## Task prompt
Rewrite the lines from the start of the records through the line containing "104), (508, 106)]]", shifting every coordinate in the masks by adding 65 to each number. Reproduce all other wording in those lines unchanged, and leave the pictures out.

Picture annotation records:
==================================================

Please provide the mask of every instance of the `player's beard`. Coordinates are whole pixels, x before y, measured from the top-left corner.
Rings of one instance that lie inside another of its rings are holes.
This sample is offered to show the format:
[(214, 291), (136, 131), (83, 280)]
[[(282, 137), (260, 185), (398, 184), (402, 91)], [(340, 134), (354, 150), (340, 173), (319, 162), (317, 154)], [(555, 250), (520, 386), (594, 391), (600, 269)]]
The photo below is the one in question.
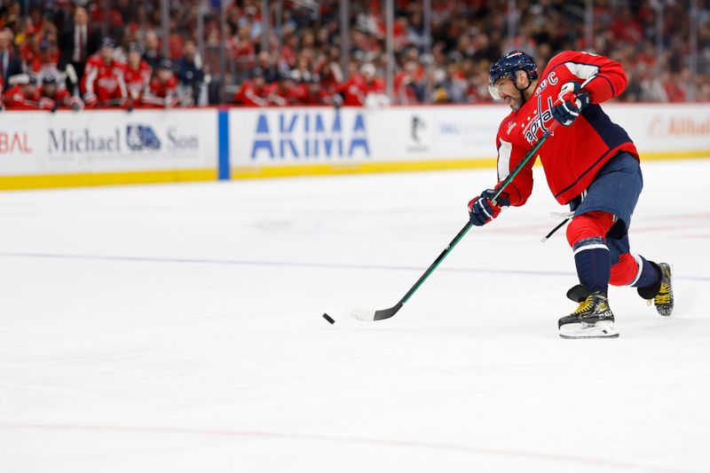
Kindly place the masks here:
[[(509, 99), (509, 100), (508, 99)], [(509, 106), (513, 112), (517, 112), (518, 110), (520, 110), (520, 107), (523, 106), (522, 96), (511, 97), (509, 95), (508, 99), (505, 101), (508, 104), (508, 106)]]

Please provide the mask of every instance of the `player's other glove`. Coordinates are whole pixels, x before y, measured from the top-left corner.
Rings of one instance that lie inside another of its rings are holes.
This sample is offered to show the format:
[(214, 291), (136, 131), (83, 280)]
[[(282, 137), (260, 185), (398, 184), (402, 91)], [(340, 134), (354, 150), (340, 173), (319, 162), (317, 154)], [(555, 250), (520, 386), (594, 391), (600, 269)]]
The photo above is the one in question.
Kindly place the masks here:
[(560, 90), (557, 96), (558, 105), (552, 109), (552, 116), (564, 126), (570, 126), (589, 102), (589, 94), (580, 93), (580, 84), (574, 81), (569, 82)]
[(498, 217), (503, 207), (510, 205), (508, 193), (501, 193), (498, 196), (495, 205), (491, 200), (493, 195), (495, 195), (494, 190), (486, 189), (481, 193), (481, 195), (474, 197), (469, 202), (469, 218), (471, 221), (471, 225), (483, 226)]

==================================================

## Response to the exercise
Please provide the mask of every instance of the `player's beard`. Coordinates are whole pixels, x before y, measured from the top-left corner.
Rings of one instance that lie inside another of its rings are holes.
This sample is offered to show the format:
[(214, 291), (136, 131), (83, 280)]
[[(282, 137), (260, 185), (398, 184), (402, 91)], [(340, 134), (354, 150), (340, 173), (319, 162), (317, 154)], [(555, 250), (520, 386), (594, 391), (600, 269)]]
The photo below is the one in question.
Kindly place the masks here:
[[(574, 164), (574, 165), (573, 164)], [(574, 171), (578, 177), (582, 177), (583, 175), (585, 175), (585, 172), (588, 171), (587, 161), (576, 162), (574, 160), (573, 164), (570, 166), (573, 169), (573, 171)]]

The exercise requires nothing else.